What this task involves
Below is a listing to copy exactly; no image goes into the copy.

Data for this exercise
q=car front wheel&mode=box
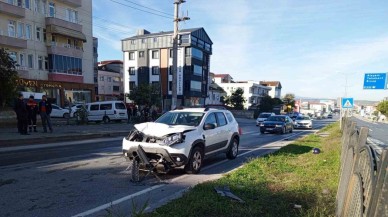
[226,137,239,159]
[185,146,204,174]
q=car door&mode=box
[286,116,293,131]
[50,105,60,117]
[202,112,222,154]
[215,112,229,150]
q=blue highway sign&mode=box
[363,73,387,89]
[342,98,354,108]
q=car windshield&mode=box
[296,116,310,120]
[155,112,204,126]
[259,113,271,118]
[266,116,285,122]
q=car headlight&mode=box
[275,124,283,128]
[162,133,184,146]
[260,123,264,127]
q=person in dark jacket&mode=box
[14,93,29,135]
[38,95,53,133]
[26,95,39,132]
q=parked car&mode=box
[327,113,333,118]
[86,101,128,123]
[294,116,313,129]
[50,104,70,118]
[122,107,241,178]
[256,112,275,126]
[259,115,294,134]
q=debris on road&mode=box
[214,186,245,203]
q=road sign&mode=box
[342,98,354,108]
[363,73,387,89]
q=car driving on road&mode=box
[122,107,241,180]
[259,115,294,134]
[256,112,275,126]
[294,116,313,129]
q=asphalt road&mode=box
[0,118,336,217]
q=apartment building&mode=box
[0,0,94,106]
[205,72,225,105]
[259,81,282,99]
[97,60,124,101]
[122,27,213,110]
[214,77,271,109]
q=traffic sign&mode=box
[363,73,387,89]
[342,98,354,108]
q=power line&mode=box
[109,0,173,19]
[121,0,173,17]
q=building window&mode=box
[139,51,144,58]
[190,81,201,91]
[185,47,191,57]
[38,56,43,70]
[180,34,189,44]
[107,77,112,82]
[24,0,30,9]
[129,81,135,91]
[152,66,160,75]
[25,24,31,39]
[28,54,33,68]
[34,0,40,12]
[8,52,17,62]
[17,22,24,38]
[193,64,202,76]
[36,27,41,41]
[8,20,16,37]
[130,40,135,44]
[128,67,135,75]
[113,86,119,91]
[48,2,55,17]
[169,65,173,75]
[43,28,46,42]
[192,47,203,60]
[152,81,160,93]
[141,38,146,44]
[153,37,158,43]
[19,53,25,66]
[169,49,173,58]
[66,8,78,23]
[48,54,82,74]
[152,50,159,59]
[99,76,104,81]
[129,52,135,60]
[169,81,172,91]
[41,0,46,15]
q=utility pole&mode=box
[171,0,189,110]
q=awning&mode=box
[47,25,86,42]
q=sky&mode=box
[93,0,388,101]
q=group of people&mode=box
[14,93,53,135]
[127,104,159,122]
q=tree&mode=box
[282,93,295,113]
[127,83,161,106]
[377,101,388,116]
[229,88,246,110]
[0,48,19,108]
[258,95,283,113]
[220,95,230,105]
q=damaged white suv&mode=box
[122,107,241,177]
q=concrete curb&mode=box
[0,131,129,147]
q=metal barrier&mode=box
[336,117,388,217]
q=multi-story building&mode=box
[214,74,233,83]
[97,60,124,101]
[205,72,225,105]
[0,0,94,106]
[214,76,271,109]
[122,28,213,110]
[259,81,282,99]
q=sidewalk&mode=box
[0,119,133,147]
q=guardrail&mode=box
[336,117,387,217]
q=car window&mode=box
[115,102,126,109]
[216,112,227,126]
[204,113,217,127]
[225,112,235,123]
[259,113,271,118]
[100,103,112,110]
[52,105,59,109]
[155,112,204,126]
[90,104,99,111]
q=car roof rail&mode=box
[204,105,227,111]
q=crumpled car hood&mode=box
[134,122,197,137]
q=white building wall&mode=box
[123,51,138,99]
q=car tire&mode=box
[103,116,110,124]
[260,130,265,134]
[226,137,239,159]
[185,146,204,174]
[131,159,140,182]
[63,113,70,119]
[290,127,293,133]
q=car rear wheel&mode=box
[185,146,204,174]
[289,127,293,133]
[63,113,70,119]
[226,137,239,159]
[131,159,140,182]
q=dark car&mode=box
[260,115,294,134]
[327,113,333,118]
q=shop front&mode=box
[16,78,95,106]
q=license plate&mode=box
[266,128,273,131]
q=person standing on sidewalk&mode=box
[26,95,39,132]
[14,93,29,135]
[38,95,53,133]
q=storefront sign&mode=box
[17,78,62,88]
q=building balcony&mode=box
[16,66,29,78]
[60,0,82,7]
[0,2,25,18]
[48,72,83,83]
[0,33,27,49]
[45,17,86,42]
[47,42,83,58]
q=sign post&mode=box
[363,73,388,89]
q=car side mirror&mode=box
[203,123,216,130]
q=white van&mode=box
[86,101,128,123]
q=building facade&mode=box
[205,72,225,105]
[97,60,124,101]
[0,0,94,106]
[122,28,213,110]
[260,81,282,99]
[214,77,271,109]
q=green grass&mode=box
[140,123,342,217]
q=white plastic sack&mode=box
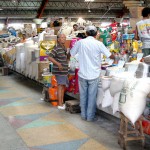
[111,92,120,114]
[109,77,125,97]
[125,60,140,73]
[102,89,113,108]
[119,78,150,124]
[110,72,135,97]
[96,80,104,108]
[101,76,112,91]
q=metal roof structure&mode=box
[0,0,149,22]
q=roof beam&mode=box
[37,0,49,18]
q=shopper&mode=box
[70,26,114,121]
[70,24,78,35]
[135,7,150,57]
[48,34,69,109]
[21,34,26,43]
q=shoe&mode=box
[87,117,98,122]
[57,104,66,110]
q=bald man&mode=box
[48,34,69,109]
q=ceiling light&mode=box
[12,0,17,3]
[88,9,91,13]
[85,0,94,2]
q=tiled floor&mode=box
[0,73,150,150]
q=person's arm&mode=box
[70,41,80,57]
[48,57,63,70]
[99,42,115,59]
[135,26,139,40]
[109,54,115,60]
[48,49,63,71]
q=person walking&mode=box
[70,26,114,121]
[135,7,150,57]
[48,34,69,109]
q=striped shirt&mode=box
[49,44,68,75]
[70,36,111,80]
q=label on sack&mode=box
[119,80,138,103]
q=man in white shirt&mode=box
[135,7,150,57]
[70,26,114,121]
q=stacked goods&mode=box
[15,43,24,72]
[40,40,56,61]
[110,72,134,114]
[24,40,34,76]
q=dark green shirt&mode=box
[49,44,68,76]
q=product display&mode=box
[0,15,150,137]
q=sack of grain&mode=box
[119,78,150,124]
[101,76,112,91]
[111,92,120,114]
[102,89,113,108]
[96,79,104,108]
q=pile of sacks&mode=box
[96,72,150,125]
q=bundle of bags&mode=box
[97,72,150,125]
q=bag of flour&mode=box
[119,78,150,124]
[101,76,112,91]
[102,89,113,108]
[96,80,104,108]
[109,77,125,97]
[110,72,135,97]
[111,92,120,114]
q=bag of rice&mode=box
[111,92,120,114]
[119,78,150,124]
[101,76,112,91]
[102,89,113,108]
[96,79,104,108]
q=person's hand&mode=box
[58,63,63,70]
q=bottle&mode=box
[49,61,53,74]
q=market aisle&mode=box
[0,74,150,150]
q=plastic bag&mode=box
[102,89,113,108]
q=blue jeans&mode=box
[79,76,99,121]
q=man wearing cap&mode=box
[70,25,114,121]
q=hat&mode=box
[85,26,97,32]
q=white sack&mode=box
[110,72,135,97]
[125,61,140,73]
[109,77,125,97]
[102,89,113,108]
[111,92,120,114]
[101,76,112,91]
[96,80,104,108]
[119,78,150,124]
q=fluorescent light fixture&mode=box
[0,8,3,11]
[85,0,94,2]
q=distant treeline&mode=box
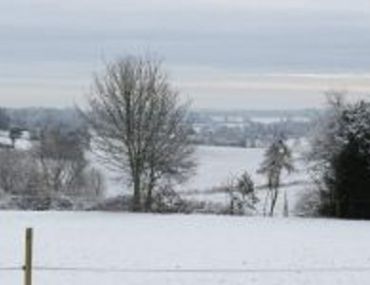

Result
q=car front wheel&mode=box
[226,137,239,159]
[185,146,204,174]
q=car door&mode=box
[286,116,293,131]
[50,105,60,117]
[202,112,222,154]
[215,112,229,150]
q=blue highway sign&mode=box
[363,73,387,89]
[342,98,354,108]
q=car windshield&mode=box
[296,116,310,120]
[155,112,204,126]
[259,113,271,118]
[266,116,285,122]
q=car headlight&mode=box
[275,124,283,128]
[162,133,184,146]
[260,123,264,127]
q=person in dark jacket&mode=box
[14,93,29,135]
[38,95,53,133]
[26,95,39,132]
q=parked car&mode=box
[327,113,333,118]
[86,101,128,123]
[294,116,313,129]
[50,104,70,118]
[122,107,241,178]
[256,112,275,126]
[259,115,294,134]
q=debris on road&mode=box
[214,186,245,203]
q=road sign&mode=box
[342,98,354,108]
[363,73,387,89]
q=car driving on road&mode=box
[122,107,241,180]
[259,115,294,134]
[256,112,275,126]
[294,116,313,129]
q=asphalt road&mode=box
[0,118,336,217]
q=apartment building&mode=box
[0,0,94,106]
[205,72,225,105]
[259,81,282,99]
[97,60,124,101]
[122,27,213,110]
[214,77,271,109]
q=traffic sign&mode=box
[363,73,387,89]
[342,98,354,108]
q=power line&mode=box
[109,0,173,19]
[121,0,173,17]
q=building window&mode=box
[139,51,144,58]
[190,81,201,91]
[185,47,191,57]
[38,56,43,70]
[180,34,189,44]
[107,77,112,82]
[24,0,30,9]
[129,81,135,91]
[152,66,160,75]
[25,24,31,39]
[28,54,33,68]
[34,0,40,12]
[8,52,17,62]
[17,22,24,38]
[193,64,202,76]
[36,27,41,41]
[8,20,16,37]
[130,40,135,44]
[128,67,135,75]
[113,86,119,91]
[48,2,55,17]
[169,65,173,75]
[43,28,46,42]
[192,47,203,60]
[152,81,160,93]
[141,38,146,44]
[153,37,158,43]
[19,53,25,66]
[169,49,173,58]
[66,8,78,23]
[48,54,82,74]
[152,50,159,59]
[99,76,104,81]
[129,52,135,60]
[169,81,172,91]
[41,0,46,15]
q=utility pole&mode=box
[171,0,189,110]
q=awning&mode=box
[47,25,86,42]
q=sky&mode=box
[93,0,388,101]
q=group of people&mode=box
[14,93,53,135]
[127,104,159,122]
q=tree&mode=box
[282,93,295,113]
[127,83,161,106]
[377,101,388,116]
[229,88,246,110]
[0,48,19,108]
[258,95,283,113]
[220,95,230,105]
q=damaged white suv&mode=box
[122,107,241,177]
q=concrete curb&mode=box
[0,131,129,147]
q=metal barrier&mode=box
[336,117,388,217]
q=multi-story building&mode=box
[214,74,233,83]
[97,60,124,101]
[205,72,225,105]
[0,0,94,106]
[214,76,271,109]
[122,28,213,110]
[259,81,282,99]
q=sidewalk&mode=box
[0,119,133,147]
q=guardrail&mode=box
[336,117,387,217]
q=car window&mode=box
[115,102,126,109]
[216,112,227,126]
[204,113,217,127]
[225,112,235,123]
[259,113,271,118]
[100,103,112,110]
[52,105,59,109]
[155,112,204,126]
[90,104,99,111]
q=car roof rail&mode=box
[204,105,227,111]
q=crumpled car hood&mode=box
[134,122,197,137]
q=white building wall&mode=box
[123,51,138,99]
q=car tire&mode=box
[103,116,110,124]
[260,130,265,134]
[226,137,239,159]
[185,146,204,174]
[131,159,140,182]
[63,113,70,119]
[290,127,293,133]
q=car rear wheel&mode=box
[185,146,204,174]
[289,127,293,133]
[63,113,70,119]
[226,137,239,159]
[131,159,140,182]
q=dark car&mode=box
[260,115,294,134]
[327,113,333,118]
q=shop front&mode=box
[16,78,95,106]
q=license plate&mode=box
[266,128,273,131]
q=person standing on sidewalk&mode=box
[26,95,39,132]
[14,93,29,135]
[38,95,53,133]
q=storefront sign&mode=box
[17,78,62,88]
q=building balcony&mode=box
[16,66,29,78]
[60,0,82,7]
[0,2,25,18]
[48,72,83,83]
[0,33,27,49]
[45,17,86,42]
[47,42,83,58]
q=sign post&mode=box
[363,73,388,89]
q=car side mirror&mode=box
[203,123,216,130]
q=white van&mode=box
[86,101,128,123]
q=building facade&mode=box
[205,72,225,105]
[97,60,124,101]
[0,0,94,106]
[122,28,213,110]
[260,81,282,99]
[214,77,271,109]
q=green grass&mode=box
[140,123,342,217]
q=white plastic sack&mode=box
[111,92,120,114]
[109,77,125,97]
[125,60,140,73]
[102,89,113,108]
[119,78,150,124]
[110,72,135,97]
[96,80,104,108]
[101,76,112,91]
q=metal roof structure&mode=box
[0,0,149,22]
q=roof beam&mode=box
[37,0,49,18]
q=shopper&mode=box
[70,26,114,121]
[70,24,78,35]
[135,7,150,57]
[48,34,69,109]
[21,34,26,43]
q=shoe&mode=box
[87,117,98,122]
[57,104,66,110]
q=bald man&mode=box
[48,34,69,109]
q=ceiling light&mode=box
[12,0,17,3]
[88,9,91,13]
[85,0,94,2]
q=tiled floor&mode=box
[0,73,150,150]
q=person's arm&mode=box
[70,41,80,57]
[48,57,63,70]
[99,42,115,59]
[135,26,139,40]
[109,54,115,60]
[48,49,63,71]
q=person walking&mode=box
[70,26,114,121]
[135,7,150,57]
[48,34,69,109]
q=striped shirt&mode=box
[49,44,68,75]
[70,36,111,80]
q=label on sack&mode=box
[119,80,138,103]
q=man in white shirt&mode=box
[135,7,150,57]
[70,26,114,121]
q=stacked goods&mode=box
[15,43,24,72]
[40,40,56,61]
[110,72,134,114]
[24,40,34,76]
q=dark green shirt&mode=box
[49,44,68,76]
q=product display&mode=box
[0,15,150,137]
q=sack of grain&mode=box
[119,78,150,124]
[101,76,112,91]
[111,92,120,114]
[102,89,113,108]
[96,79,104,108]
q=pile of sacks&mode=box
[96,72,150,125]
q=bundle of bags&mode=box
[97,72,150,125]
q=bag of flour&mode=box
[119,78,150,124]
[101,76,112,91]
[102,89,113,108]
[96,80,104,108]
[109,77,125,97]
[110,72,135,97]
[111,92,120,114]
q=bag of rice&mode=box
[111,92,120,114]
[119,78,150,124]
[101,76,112,91]
[102,89,113,108]
[96,79,104,108]
q=person's hand&mode=box
[58,63,63,70]
q=bottle&mode=box
[49,61,53,74]
q=market aisle&mode=box
[0,74,150,150]
q=plastic bag&mode=box
[102,89,113,108]
q=blue jeans&mode=box
[79,76,99,121]
q=man wearing cap&mode=box
[70,25,114,121]
q=hat&mode=box
[85,26,97,32]
q=white sack&mode=box
[110,72,135,97]
[125,61,140,73]
[109,77,125,97]
[102,89,113,108]
[111,92,120,114]
[101,76,112,91]
[96,80,104,108]
[119,78,150,124]
q=fluorescent light fixture&mode=box
[0,8,3,11]
[85,0,94,2]
q=distant treeline&mode=box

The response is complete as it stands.